— TEXT SECTION —
▼▼▼
They explained the drug to me, its effects, and the proper method of extraction. Dextromethorphan. I repeated the name numerous times in my head, as if learning a foreign language. You had to extract it from cough syrup. Cough syrup, you see, had just a bit of DXM in it, and as well as a separate chemical called an expectorate, which made you throw up if you drank too much. The expectorate was a buffer against recreational abuse of the cough syrup, above all the trippy effects of dxm.
I was told that it was safe, and I counted those dxm experimenters as reliable friends. With a self-assured air, they told me that ten percent of the human population lacked the capacity to digest the chemical, and that ingesting it would in this case be hazardous. It quickly become clear, empirically clear, that I in fact belonged among these ten perecent: the experiment proved it.
We drove downtown, south from the suburbs, to the Rio Motel, where someone had rented a room. There was a small party, attended by degenerate teenagers like ourselves and recent high school graduates, and fuelled by drugs and alcohol, which had been obtained with much effort, and were now being trotted out steadily like prize game.
▲▲▲
— WORK TO BE COMPLETED —
Please continue the DXM story above, starting right after its last sentence.

— EXTRACTED MATERIAL —
▼▼▼
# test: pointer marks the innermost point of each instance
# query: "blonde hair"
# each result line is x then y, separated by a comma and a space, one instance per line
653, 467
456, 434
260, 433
▲▲▲
— ANSWER —
I don't remember taking the pill, which was said to contain the dxm you'd find in ten cough syrup bottles put together. I do remember being violently ill, incapacitated, heaving and vomiting, being in the bathroom, being in the front passenger seat of a large automobile full of partying teenagers, which had to be pulled over occasionally so that I could vomit again, and I remember convalescing, like the victim of some sudden, unpredictable, debilitating trauma, on a strange couch, the couch at a friend's parent's house. I asked that my parents be called and I felt in that moment that they were my only real source of refuge.
Once I was back into their care, I didn't hesitate to confess what I'd been up to: I knew they did not harbor any drive towards petty, uninformed moralizing, and cared only for my well-being. The letters DXM still hold for me a kind of rancid, toxic connotation, and a tinge of trauma passes through me when I read them, as if I am a small child, and happen to glance upon the stove where only yesterday I had placed an ignorant hand.